▶ [Passage shown]
** BEGIN **
I didn't have Bart for long before my dad ran him over. He was just barely growing out of his puppy stage.
Bobbie had another litter a couple years later. This time they were all black and white. My dad and his friend went out one day and lopped all their tails off, except for the one we would keep: McCaffrey. He was the fluffiest, fattest, and sweetest of the litter. My mom got him with her little red Neon.
When I was fifteen we decided to move to California, and along with our house, our chicken coops and dog sheds, we had to leave four of our six dogs behind. We found homes for two of them, and my dad decided to take another two to the pound. They chose to keep George and Romeo, one of Bobbie's puppies, and take Bobbie away. I was stoic and accepted the decision, even though Romeo was not a very good dog and not one that I loved. They told me that keeping Romeo was just like keeping Bobbie because he was hers. They put her in the back of a pickup and I said goodbye. I didn't fight for her. I didn't cry or wail or hold on to her. It wasn't until years later that my stoicism, that my blithe acceptance of loss and death, finally broke down and I realized my complicity in the loss of that dog. I lost Bobbie but it wasn’t an accident, it wasn’t necessary and it could have been helped. I so desperately wanted to forget and move on with my life that I forgot too soon, I forgot about her even while my dad lifted her into the back of the truck. I would now do everything in my power to save my fish, but I wasn’t willing to do so for Bobbie. I can only hope now that someone saw her beautiful face and her kind eyes and took her home, that she was able to have a second chance with a family, with children and a warm bed and plenty of space for her play. I have to believe it because the alternative would break my heart.
** END **
▶ [Available data]
** BEGIN **
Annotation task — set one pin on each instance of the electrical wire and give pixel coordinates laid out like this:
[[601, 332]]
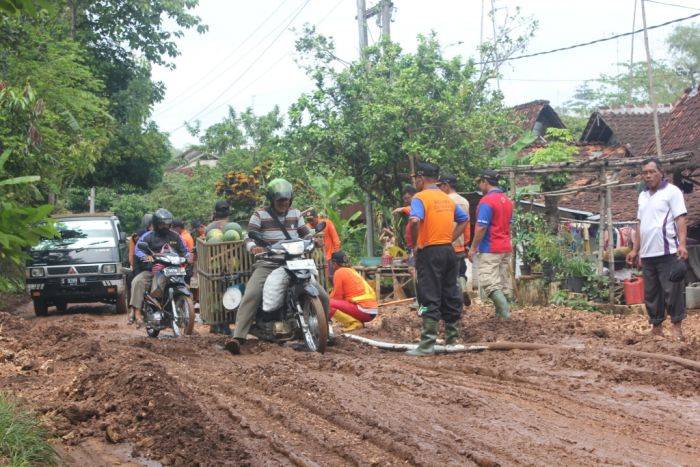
** END **
▶ [Exercise requirements]
a – Answer these questions using the passage about the family dogs:
(i) Who ran Bart over?
(ii) What colors were the puppies in Bobbie's second litter?
(iii) How old was the narrator when the family decided to move to California?
b – Name every dog mentioned by name in the passage about the family dogs.
c – Write out the part of the passage about the family dogs that begins at the words "I didn't have" and ends after "little red Neon.".

▶ [Full solutions]
a –
(i) The narrator's dad.
(ii) They were all black and white.
(iii) Fifteen.

b – Bart, Bobbie, McCaffrey, George, Romeo

c –
I didn't have Bart for long before my dad ran him over. He was just barely growing out of his puppy stage.
Bobbie had another litter a couple years later. This time they were all black and white. My dad and his friend went out one day and lopped all their tails off, except for the one we would keep: McCaffrey. He was the fluffiest, fattest, and sweetest of the litter. My mom got him with her little red Neon.